Supplied text:
The California DWC is proposing a significant update to its Medical Treatment Utilization Schedule (MTUS) in order to incorporate changes made by ACOEM. Most of the proposed changes track updates that ACOEM made to its treatment guidelines in 2016 and earlier this year, but one proposed change dates back to 2011(Hip and Groin Guideline) and another one to 2013 (Elbow Disorders).
The CA DWC proposes to incorporate by reference these changes made by ACOEM:
- Initial Approaches to Treatment Guideline (ACOEM June 30, 2017)
- Cervical and Thoracic Spine Disorders Guideline (ACOEM May 27, 2016)
- Shoulder Disorders Guideline (ACOEM August 1, 2016)
- Elbow Disorders Guideline (ACOEM 2013)
- Hand, Wrist, and Forearm Disorders Guideline (ACOEM June 30, 2016)
- Low Back Disorders Guideline (ACOEM February 24, 2016)
- Knee Disorders Guideline (ACOEM October 28, 2015)
- Ankle and Foot Disorders Guideline (ACOEM September 2015)
- Eye Disorders Guideline (ACOEM April 1, 2017)
- Hip and Groin Guideline (ACOEM May 1, 2011)
- Occupational/Work-Related Asthma Medical Treatment Guideline (ACOEM January 4, 2016)
- Occupational Interstitial Lung Disease Guideline (ACOEM January 4, 2016)
- Chronic Pain Guideline (ACOEM May 15, 2017)
- Opioids Guideline (ACOEM April 20, 2017)

Data extract:
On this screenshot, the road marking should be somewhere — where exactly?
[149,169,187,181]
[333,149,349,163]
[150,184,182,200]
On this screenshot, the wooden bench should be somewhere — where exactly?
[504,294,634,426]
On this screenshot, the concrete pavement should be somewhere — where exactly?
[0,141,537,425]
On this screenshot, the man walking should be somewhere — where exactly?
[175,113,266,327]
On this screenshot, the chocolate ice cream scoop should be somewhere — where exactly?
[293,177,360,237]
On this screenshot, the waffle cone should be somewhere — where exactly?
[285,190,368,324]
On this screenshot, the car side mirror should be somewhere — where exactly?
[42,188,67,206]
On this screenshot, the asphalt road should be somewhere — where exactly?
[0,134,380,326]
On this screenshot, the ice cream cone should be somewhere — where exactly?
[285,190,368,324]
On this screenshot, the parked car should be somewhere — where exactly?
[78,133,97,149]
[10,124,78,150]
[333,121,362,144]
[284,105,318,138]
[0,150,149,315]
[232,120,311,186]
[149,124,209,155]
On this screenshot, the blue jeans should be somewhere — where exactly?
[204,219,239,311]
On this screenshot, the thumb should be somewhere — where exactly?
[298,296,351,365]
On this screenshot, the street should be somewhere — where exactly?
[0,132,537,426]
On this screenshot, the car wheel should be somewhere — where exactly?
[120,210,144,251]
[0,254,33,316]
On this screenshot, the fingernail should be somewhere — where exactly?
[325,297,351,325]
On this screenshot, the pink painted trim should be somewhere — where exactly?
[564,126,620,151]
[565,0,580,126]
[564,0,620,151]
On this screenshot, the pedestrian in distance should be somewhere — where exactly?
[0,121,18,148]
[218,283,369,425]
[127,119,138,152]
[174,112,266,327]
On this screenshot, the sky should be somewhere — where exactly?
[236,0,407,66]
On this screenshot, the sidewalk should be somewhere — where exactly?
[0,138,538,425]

Exercises to complete:
A – From the text on California's proposed MTUS update, list every guideline whose ACOEM date falls in 2016.
B – Continue the text on California's proposed MTUS update from where it stops.

Answers to the exercises:
A –
- Cervical and Thoracic Spine Disorders Guideline
- Shoulder Disorders Guideline
- Hand, Wrist, and Forearm Disorders Guideline
- Low Back Disorders Guideline
- Occupational/Work-Related Asthma Medical Treatment Guideline
- Occupational Interstitial Lung Disease Guideline

B –
A public hearing has been scheduled for Sept. 6, 2017 to permit all interested persons the opportunity to present comments. The public hearing will be conducted at the Elihu Harris State Office Building at 1515 Clay Street, Oakland California. Individuals wishing to submit written comments by email can email Maureen Gray, Dept. of Industrial Relations, at email@example.com. Emails will be accepted up and until 5:00 pm on Sept. 6, 2017.
Federal Task Force Forming on Pain Management
The U.S. Department of Health and Human Services has given notice in the Federal Register that they are seeking nominations for members to serve on an advisory task force aimed at reviewing best practices for pain management. The establishment of the task force is authorized by Sec. 101 of the Comprehensive Addiction and Recovery Act of 2016 (CARA). The task force will include representatives of federal agencies as well as others from the private sector who represent a range of disciplines and views. The panel is slated to have up to 30 members.
The task force will make recommendations on the development of best practices for pain management and pain medication prescribing. The recommendations will then be disseminated to federal agencies and the public. The plan is for the task force to meet at least twice a year. The deadline for nominations is Sept. 27.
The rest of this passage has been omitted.